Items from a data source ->
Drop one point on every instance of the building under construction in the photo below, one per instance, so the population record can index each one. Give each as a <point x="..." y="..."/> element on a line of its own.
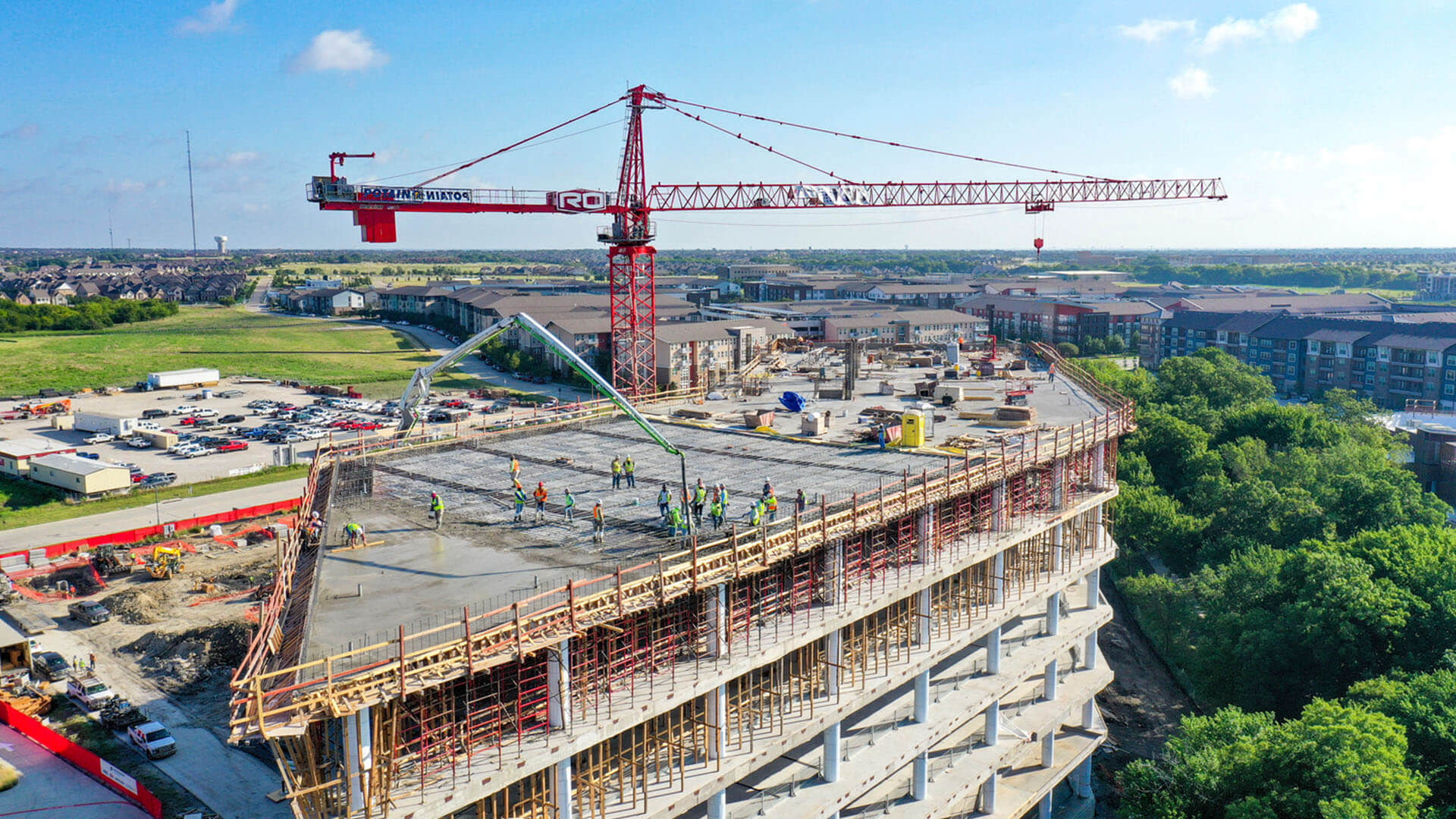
<point x="918" y="640"/>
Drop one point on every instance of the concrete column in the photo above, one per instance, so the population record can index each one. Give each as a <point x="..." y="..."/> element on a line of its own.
<point x="558" y="686"/>
<point x="359" y="755"/>
<point x="921" y="781"/>
<point x="718" y="805"/>
<point x="717" y="701"/>
<point x="563" y="786"/>
<point x="922" y="697"/>
<point x="832" y="754"/>
<point x="1057" y="548"/>
<point x="835" y="661"/>
<point x="717" y="635"/>
<point x="999" y="510"/>
<point x="1059" y="482"/>
<point x="999" y="579"/>
<point x="1082" y="779"/>
<point x="989" y="795"/>
<point x="922" y="617"/>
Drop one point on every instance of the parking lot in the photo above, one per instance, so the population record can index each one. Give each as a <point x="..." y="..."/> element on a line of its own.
<point x="302" y="430"/>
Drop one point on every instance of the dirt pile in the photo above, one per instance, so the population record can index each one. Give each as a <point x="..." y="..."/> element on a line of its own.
<point x="137" y="607"/>
<point x="184" y="662"/>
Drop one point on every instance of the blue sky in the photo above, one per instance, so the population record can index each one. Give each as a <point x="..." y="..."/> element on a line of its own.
<point x="1331" y="124"/>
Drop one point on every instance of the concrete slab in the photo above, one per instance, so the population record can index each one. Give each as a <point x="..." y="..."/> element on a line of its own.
<point x="53" y="787"/>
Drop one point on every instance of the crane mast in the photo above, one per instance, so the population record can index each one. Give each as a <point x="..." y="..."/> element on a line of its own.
<point x="631" y="256"/>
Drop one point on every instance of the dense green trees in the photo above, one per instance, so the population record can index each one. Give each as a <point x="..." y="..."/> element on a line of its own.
<point x="92" y="314"/>
<point x="1305" y="564"/>
<point x="1331" y="763"/>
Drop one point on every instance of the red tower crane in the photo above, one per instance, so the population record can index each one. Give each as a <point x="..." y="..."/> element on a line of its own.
<point x="629" y="237"/>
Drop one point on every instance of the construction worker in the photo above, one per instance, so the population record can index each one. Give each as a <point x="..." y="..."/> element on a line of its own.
<point x="541" y="500"/>
<point x="437" y="509"/>
<point x="353" y="534"/>
<point x="520" y="502"/>
<point x="715" y="510"/>
<point x="699" y="500"/>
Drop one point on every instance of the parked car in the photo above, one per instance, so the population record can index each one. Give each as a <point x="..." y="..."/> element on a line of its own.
<point x="88" y="689"/>
<point x="153" y="739"/>
<point x="50" y="665"/>
<point x="88" y="611"/>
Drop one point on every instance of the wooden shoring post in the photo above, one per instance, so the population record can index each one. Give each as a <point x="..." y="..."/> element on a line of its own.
<point x="571" y="605"/>
<point x="734" y="550"/>
<point x="516" y="615"/>
<point x="400" y="661"/>
<point x="469" y="649"/>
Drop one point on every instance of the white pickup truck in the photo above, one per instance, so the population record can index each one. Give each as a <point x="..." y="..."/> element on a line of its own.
<point x="88" y="689"/>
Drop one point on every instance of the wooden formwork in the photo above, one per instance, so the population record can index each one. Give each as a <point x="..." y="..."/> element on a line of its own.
<point x="284" y="701"/>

Required action -> Each entry should be transcribed exactly as given, with pictures omitted.

Worked solution ->
Drop one point on every instance of the building under construction in the photo below, one per instance, so the population record can index each one. Give each as a <point x="..." y="..."/> element on a line of its own.
<point x="918" y="640"/>
Drop one point on every instance of the concrete column in the photo above, one per instance, so the population record can index each one. Give each as a <point x="..." y="..."/> element on a line of its own.
<point x="558" y="686"/>
<point x="359" y="755"/>
<point x="921" y="781"/>
<point x="718" y="805"/>
<point x="717" y="701"/>
<point x="563" y="786"/>
<point x="922" y="697"/>
<point x="832" y="754"/>
<point x="1057" y="548"/>
<point x="835" y="661"/>
<point x="717" y="635"/>
<point x="999" y="510"/>
<point x="1059" y="482"/>
<point x="999" y="579"/>
<point x="1082" y="779"/>
<point x="989" y="795"/>
<point x="922" y="617"/>
Drop one point on every instance of the parking lot in the photo above, one per instance, so the population record can index each one. Give each as a <point x="..." y="..."/> element on a line of its own.
<point x="302" y="430"/>
Drop one point on every instance of the dirt pile in the photo above, one per instance, so the population record can index each one. Give each as a <point x="..." y="..."/> element on a line of its own.
<point x="137" y="607"/>
<point x="184" y="662"/>
Drop one point on every instance of the blue sky in the photo above, one per instance, so the population record can index each one. Give each as a <point x="..." y="..."/> element on a line of its own.
<point x="1331" y="124"/>
Drop one point on every instance of the concrete slab in the photo above, one per instance, so the population record can index each one. Give each as a <point x="..." y="..."/> element on a line of its own.
<point x="53" y="787"/>
Drop one point on every instance of the crane mast in the photo above, one per instance, so the population record can index each one. Give each as a <point x="..." y="..."/> element on a line of its own.
<point x="631" y="256"/>
Drop one point on every instance of the dense green trees in the photo above, one per instance, so the population record can index each one. Give each as a <point x="..." y="..."/> element on a line of its own.
<point x="92" y="314"/>
<point x="1305" y="564"/>
<point x="1331" y="763"/>
Drop one point on every instance of the red tower crane in the photo above, one per instance, so the population record can index each one. Give each as a <point x="..." y="..."/> element on a line of its own.
<point x="629" y="237"/>
Drop one point on every instance of the construction worker in the photo above, one per instance, so the population record can index each one. Give each as a <point x="..." y="..."/> element on a line of its own.
<point x="541" y="500"/>
<point x="437" y="509"/>
<point x="353" y="534"/>
<point x="520" y="502"/>
<point x="715" y="510"/>
<point x="699" y="500"/>
Drop one point on every instance of the parked car in the photo above, one per instance, so the population record can index each one. Give each as a <point x="..." y="..."/> element on a line of its own.
<point x="88" y="689"/>
<point x="153" y="739"/>
<point x="50" y="665"/>
<point x="88" y="611"/>
Drop one point on every instance of the wooden shoring post in the photo above, one per instance, so the population record can index each one. Give each as a <point x="..." y="..."/> element on a line of its own.
<point x="571" y="605"/>
<point x="734" y="550"/>
<point x="516" y="615"/>
<point x="400" y="661"/>
<point x="469" y="649"/>
Drop one point on every instance of the white pickup truck in the photo above, one per instance, so the population record can index each one. Give each as a <point x="..." y="..."/> element on a line of its own.
<point x="88" y="689"/>
Drop one point on every instance of the wooden formwork in the photo above, one per instance, so the population record can index each one. Give each as a <point x="..." y="..."/> element on a line of its own.
<point x="284" y="701"/>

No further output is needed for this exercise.